From the line containing "of the concrete" to the final line of the entries, every line is to be reproduced exactly; no other line belongs in the output.
[[ RECORDS PROVIDED open ]]
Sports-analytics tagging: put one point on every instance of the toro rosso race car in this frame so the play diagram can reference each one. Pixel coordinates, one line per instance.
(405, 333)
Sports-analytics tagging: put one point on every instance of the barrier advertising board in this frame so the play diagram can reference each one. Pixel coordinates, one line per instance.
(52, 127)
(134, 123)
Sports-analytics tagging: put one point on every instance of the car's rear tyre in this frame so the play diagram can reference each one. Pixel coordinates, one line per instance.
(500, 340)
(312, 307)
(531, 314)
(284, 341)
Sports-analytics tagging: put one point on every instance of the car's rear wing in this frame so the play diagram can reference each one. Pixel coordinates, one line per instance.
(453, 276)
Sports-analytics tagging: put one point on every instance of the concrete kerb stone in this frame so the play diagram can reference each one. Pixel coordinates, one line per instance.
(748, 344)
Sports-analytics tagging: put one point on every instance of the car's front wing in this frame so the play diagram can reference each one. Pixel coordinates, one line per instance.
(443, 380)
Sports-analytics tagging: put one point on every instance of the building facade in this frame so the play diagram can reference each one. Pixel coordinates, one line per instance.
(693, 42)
[[ RECORDS PROVIDED closed ]]
### SOLVED PROBLEM
Sports-analytics tagging: put one point on every instance of the concrete kerb stone in this frame so the play diagram can reference each one. Pixel coordinates, one line per instance.
(748, 344)
Sports-analytics tagging: put one point on every instance of the car's front wing in this frame so the play diagram can reference each one. Pixel coordinates, one line per instance.
(443, 380)
Sports-analytics tagging: put one point on every instance of the building facade in this frame so the play diagram can reference each one. Pixel coordinates, one line per instance.
(693, 42)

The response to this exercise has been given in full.